■ **Excerpted data**
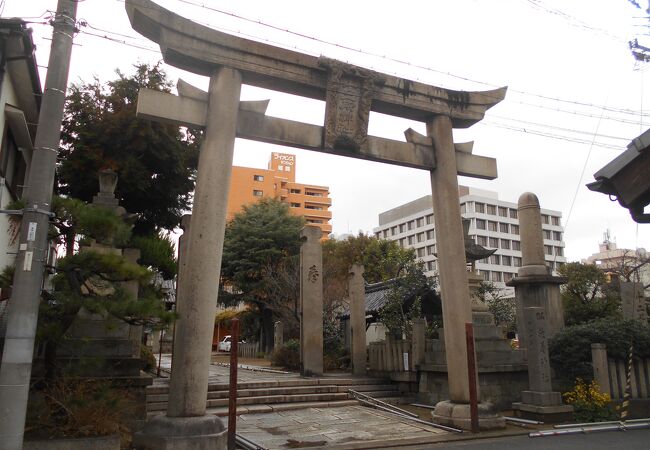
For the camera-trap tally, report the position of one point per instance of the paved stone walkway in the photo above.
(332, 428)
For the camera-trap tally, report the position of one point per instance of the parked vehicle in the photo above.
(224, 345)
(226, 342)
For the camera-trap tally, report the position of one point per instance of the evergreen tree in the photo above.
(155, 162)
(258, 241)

--

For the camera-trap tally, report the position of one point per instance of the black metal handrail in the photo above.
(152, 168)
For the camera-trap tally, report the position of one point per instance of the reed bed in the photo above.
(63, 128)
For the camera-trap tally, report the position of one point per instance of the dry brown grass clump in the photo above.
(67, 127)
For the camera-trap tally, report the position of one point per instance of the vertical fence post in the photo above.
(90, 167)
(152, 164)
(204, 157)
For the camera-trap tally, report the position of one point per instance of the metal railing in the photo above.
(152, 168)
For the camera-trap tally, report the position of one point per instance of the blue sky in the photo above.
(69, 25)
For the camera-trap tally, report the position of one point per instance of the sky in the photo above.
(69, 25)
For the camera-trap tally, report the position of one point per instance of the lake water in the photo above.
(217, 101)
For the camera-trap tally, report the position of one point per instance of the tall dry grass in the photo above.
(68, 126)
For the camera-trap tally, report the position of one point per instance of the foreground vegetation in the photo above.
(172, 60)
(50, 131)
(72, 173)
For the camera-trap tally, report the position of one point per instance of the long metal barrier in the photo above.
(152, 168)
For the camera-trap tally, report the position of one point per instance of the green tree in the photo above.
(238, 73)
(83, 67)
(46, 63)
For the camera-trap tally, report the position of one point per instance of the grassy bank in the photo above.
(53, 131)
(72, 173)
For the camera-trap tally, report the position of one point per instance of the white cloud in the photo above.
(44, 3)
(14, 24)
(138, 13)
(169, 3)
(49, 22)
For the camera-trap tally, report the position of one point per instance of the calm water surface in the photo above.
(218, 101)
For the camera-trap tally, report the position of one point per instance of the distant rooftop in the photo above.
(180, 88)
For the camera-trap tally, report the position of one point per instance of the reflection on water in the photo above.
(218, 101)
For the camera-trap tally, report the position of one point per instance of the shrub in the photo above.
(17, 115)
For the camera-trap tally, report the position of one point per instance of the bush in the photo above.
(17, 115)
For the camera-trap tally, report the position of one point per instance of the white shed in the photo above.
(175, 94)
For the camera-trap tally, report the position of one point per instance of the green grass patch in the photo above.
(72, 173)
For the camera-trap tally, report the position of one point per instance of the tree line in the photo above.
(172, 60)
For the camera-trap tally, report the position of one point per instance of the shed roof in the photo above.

...

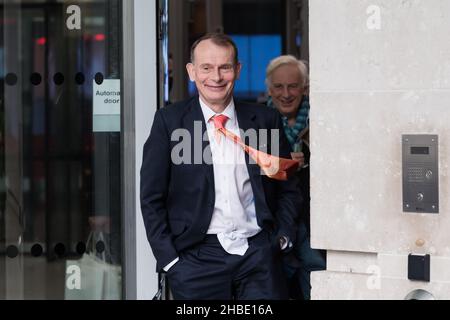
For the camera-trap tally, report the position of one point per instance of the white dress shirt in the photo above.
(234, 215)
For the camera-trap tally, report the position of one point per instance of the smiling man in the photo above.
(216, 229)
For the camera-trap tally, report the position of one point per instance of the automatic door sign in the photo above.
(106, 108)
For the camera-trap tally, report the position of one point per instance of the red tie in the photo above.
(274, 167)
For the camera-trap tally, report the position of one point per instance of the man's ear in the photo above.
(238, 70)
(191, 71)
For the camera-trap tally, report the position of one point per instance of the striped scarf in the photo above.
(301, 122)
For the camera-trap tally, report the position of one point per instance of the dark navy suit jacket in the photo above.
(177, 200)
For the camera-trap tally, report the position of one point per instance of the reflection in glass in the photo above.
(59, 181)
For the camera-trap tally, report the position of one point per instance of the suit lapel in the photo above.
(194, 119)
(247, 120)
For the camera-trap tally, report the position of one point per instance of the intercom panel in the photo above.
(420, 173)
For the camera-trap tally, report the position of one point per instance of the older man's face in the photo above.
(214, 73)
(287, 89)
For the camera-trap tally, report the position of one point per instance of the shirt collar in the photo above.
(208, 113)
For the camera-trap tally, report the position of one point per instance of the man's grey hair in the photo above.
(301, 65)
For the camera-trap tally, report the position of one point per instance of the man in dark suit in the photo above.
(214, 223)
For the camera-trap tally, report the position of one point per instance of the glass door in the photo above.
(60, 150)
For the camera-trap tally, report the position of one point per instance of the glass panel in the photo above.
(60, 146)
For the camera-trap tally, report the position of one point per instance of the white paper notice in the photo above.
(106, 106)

■ **Exercise task**
Count the lines in the records above that contain the string "tree", and give only that number.

■ **Answer to the task**
3